▶ Supplied material
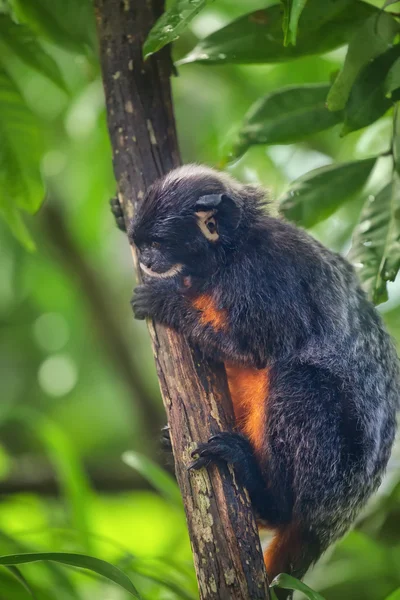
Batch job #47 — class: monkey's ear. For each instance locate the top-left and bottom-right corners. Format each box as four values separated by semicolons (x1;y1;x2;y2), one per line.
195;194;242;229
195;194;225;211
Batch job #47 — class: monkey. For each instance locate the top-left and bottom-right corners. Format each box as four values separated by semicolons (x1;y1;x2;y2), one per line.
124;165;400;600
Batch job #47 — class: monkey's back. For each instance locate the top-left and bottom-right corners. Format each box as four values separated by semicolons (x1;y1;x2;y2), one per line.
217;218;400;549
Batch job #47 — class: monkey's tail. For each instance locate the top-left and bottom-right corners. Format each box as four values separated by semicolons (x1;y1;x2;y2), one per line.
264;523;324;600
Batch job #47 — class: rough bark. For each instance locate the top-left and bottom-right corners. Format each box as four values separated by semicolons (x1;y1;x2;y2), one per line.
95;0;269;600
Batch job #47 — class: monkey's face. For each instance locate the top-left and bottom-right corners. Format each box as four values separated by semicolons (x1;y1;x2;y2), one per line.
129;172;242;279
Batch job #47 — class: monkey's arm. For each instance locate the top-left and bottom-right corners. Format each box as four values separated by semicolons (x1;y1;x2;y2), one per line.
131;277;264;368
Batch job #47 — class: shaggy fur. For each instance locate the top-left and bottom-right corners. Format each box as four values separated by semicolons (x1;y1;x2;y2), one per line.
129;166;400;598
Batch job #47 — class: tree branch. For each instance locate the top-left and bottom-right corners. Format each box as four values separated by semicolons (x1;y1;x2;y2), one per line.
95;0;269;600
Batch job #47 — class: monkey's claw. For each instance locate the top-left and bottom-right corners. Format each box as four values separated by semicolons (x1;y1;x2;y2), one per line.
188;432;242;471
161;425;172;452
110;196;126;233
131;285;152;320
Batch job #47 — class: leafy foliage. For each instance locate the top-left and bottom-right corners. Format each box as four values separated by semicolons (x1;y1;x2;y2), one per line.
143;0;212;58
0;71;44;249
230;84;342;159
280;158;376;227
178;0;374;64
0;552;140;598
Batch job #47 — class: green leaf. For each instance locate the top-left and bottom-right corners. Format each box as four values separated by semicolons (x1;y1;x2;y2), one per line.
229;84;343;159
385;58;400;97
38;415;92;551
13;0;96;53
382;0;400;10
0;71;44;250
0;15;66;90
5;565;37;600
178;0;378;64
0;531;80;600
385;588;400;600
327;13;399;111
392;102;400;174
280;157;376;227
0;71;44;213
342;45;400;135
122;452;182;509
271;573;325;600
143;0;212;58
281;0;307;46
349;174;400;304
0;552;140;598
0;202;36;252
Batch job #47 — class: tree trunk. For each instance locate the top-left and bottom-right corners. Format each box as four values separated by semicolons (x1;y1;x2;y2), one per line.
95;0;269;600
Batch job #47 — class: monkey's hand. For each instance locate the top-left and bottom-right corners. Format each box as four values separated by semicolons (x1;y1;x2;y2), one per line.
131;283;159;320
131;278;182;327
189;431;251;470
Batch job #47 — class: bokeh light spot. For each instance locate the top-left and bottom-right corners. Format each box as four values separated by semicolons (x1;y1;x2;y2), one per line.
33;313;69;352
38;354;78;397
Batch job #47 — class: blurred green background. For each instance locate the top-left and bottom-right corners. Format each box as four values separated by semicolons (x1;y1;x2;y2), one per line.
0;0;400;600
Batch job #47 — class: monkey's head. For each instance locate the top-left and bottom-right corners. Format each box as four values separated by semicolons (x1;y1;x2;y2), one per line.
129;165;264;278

==

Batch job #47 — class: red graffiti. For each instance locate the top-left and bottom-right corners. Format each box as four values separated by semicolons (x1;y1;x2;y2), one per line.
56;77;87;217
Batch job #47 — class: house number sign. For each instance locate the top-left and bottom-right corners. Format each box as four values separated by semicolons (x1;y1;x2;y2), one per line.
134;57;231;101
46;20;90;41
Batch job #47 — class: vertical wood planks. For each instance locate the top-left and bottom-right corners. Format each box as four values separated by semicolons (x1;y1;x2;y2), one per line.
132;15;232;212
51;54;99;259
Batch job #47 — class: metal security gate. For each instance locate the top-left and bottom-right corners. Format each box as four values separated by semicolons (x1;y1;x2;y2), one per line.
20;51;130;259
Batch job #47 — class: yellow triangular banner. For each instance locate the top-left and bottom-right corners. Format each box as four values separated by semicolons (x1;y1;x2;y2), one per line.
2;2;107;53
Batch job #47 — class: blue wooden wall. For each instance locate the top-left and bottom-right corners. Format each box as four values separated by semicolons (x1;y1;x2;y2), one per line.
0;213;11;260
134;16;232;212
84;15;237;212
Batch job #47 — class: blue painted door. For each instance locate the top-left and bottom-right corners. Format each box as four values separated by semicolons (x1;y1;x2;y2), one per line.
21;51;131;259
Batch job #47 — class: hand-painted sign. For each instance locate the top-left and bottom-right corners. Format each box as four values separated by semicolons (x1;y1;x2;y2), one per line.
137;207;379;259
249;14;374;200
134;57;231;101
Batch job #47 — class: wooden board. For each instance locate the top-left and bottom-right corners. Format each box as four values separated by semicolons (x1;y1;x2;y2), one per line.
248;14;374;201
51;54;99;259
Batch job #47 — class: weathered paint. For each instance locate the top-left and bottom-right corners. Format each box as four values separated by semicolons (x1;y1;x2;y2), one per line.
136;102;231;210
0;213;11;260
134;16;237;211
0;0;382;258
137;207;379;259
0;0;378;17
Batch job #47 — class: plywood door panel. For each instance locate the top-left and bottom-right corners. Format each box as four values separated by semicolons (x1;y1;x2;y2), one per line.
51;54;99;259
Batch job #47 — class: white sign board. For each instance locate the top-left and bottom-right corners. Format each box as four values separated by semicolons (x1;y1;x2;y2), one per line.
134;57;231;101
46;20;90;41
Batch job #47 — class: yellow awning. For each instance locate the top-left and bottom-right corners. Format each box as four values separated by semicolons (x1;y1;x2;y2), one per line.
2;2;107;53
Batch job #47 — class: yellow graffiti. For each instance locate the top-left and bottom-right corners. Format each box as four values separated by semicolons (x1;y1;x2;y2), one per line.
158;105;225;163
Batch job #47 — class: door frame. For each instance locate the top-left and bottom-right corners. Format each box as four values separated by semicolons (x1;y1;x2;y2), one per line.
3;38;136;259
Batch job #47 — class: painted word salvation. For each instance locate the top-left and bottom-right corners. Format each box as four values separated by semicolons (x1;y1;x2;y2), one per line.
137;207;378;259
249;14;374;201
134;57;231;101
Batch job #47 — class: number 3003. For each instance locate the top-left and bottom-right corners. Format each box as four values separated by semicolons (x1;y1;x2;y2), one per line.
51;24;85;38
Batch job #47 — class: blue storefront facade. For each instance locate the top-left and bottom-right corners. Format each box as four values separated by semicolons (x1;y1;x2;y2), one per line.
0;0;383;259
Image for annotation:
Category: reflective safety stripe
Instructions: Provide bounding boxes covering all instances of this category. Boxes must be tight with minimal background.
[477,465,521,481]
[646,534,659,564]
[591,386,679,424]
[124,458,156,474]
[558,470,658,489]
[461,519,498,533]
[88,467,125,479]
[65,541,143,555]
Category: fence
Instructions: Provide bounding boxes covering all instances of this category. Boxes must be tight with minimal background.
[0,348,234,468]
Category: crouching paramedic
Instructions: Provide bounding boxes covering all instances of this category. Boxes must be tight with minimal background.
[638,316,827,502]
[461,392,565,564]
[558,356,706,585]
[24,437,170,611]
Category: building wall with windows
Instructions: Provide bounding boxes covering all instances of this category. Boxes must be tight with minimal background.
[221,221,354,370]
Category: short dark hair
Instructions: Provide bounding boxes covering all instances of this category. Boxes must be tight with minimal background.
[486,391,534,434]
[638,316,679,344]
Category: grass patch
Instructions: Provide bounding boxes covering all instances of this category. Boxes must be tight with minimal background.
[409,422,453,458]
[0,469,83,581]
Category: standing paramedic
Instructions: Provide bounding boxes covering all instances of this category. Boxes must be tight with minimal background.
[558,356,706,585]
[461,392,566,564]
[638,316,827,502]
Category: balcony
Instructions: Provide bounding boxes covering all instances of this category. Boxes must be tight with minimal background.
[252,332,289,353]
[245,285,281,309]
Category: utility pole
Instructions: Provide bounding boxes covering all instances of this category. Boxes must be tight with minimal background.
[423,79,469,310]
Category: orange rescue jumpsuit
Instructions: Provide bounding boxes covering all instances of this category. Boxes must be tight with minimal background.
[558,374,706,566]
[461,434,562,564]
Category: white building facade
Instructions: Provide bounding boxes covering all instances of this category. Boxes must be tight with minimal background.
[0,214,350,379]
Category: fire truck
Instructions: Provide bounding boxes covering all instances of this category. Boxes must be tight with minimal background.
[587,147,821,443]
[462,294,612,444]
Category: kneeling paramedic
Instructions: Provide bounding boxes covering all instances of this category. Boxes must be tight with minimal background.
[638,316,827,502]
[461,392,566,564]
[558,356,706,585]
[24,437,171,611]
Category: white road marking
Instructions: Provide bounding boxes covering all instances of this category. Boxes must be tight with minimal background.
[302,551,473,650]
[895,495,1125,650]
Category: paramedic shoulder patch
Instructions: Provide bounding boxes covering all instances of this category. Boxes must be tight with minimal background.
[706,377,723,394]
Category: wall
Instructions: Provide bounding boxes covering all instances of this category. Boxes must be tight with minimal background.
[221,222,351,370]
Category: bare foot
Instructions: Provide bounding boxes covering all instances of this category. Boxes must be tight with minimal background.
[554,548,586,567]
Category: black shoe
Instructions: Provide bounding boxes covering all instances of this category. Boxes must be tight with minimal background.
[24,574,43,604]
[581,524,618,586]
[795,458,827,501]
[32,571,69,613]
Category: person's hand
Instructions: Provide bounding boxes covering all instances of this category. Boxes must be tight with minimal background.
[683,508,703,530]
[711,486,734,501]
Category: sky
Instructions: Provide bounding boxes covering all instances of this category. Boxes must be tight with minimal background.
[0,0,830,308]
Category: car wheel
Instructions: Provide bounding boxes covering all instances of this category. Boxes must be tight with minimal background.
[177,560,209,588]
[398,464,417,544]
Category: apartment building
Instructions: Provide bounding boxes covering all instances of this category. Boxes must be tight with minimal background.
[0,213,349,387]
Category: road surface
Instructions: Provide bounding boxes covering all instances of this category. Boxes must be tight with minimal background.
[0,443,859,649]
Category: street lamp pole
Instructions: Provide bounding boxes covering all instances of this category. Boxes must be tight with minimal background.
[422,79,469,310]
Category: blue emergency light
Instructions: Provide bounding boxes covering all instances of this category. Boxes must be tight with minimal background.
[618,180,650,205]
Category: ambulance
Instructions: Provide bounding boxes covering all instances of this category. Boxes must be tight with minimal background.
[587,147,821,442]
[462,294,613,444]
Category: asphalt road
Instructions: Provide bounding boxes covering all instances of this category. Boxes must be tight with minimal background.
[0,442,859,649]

▶ What you are asked to do
Edit everything from the line containing "Batch job #47 — class: painted" down to the line containing "[0,469,83,581]" by changing "minimal background" to "little background" throughout. Give only those lines, with nothing else altered.

▶ Written response
Batch job #47 — class: painted word salvation. For each instance locate the top-left and bottom-right corners. Format each box as four values separated by semicolons (x1;y1;x2;y2), one per line.
137;207;378;259
249;14;374;201
134;57;231;101
Batch job #47 — class: number 3003. For each instance locate the top-left and bottom-right corners. Format each box as four values separated by semicolons (x1;y1;x2;y2), one per line.
51;24;85;38
Batch job #47 — class: blue storefront facade. For each instance locate the top-left and bottom-right corners. Format each box as four values separated by semicolons (x1;y1;x2;y2), one per line.
0;0;383;259
Image for annotation:
Category: reflective safety stripe
Instructions: Provide bounding boxes covering all instances of this category. Boxes must be tight with little background.
[477,465,521,481]
[646,534,659,564]
[591,386,679,424]
[124,458,156,474]
[558,470,658,489]
[461,519,498,533]
[88,467,125,479]
[65,541,143,555]
Category: fence
Instructions: Provide bounding boxes covering all instances of this category. Boxes must be tight with little background.
[0,348,234,468]
Category: crouching paramedic
Instructions: Provide bounding boxes covering all instances of this category. Boxes must be tight with little background.
[638,316,827,502]
[461,392,565,564]
[558,356,706,585]
[24,437,170,611]
Category: building wall with windows
Instructions: Provide bounding boxes covering all instances of this category. Boxes must be tight with little background.
[221,221,354,370]
Category: short dark hair
Instructions: Provide bounding boxes covering all instances of this category. Boxes must be tight with little background.
[486,391,534,434]
[638,316,679,344]
Category: grass patch
Instructions: Provide bounding boxes covering all instances of this category. Boxes must be tight with little background.
[409,422,453,458]
[0,469,83,581]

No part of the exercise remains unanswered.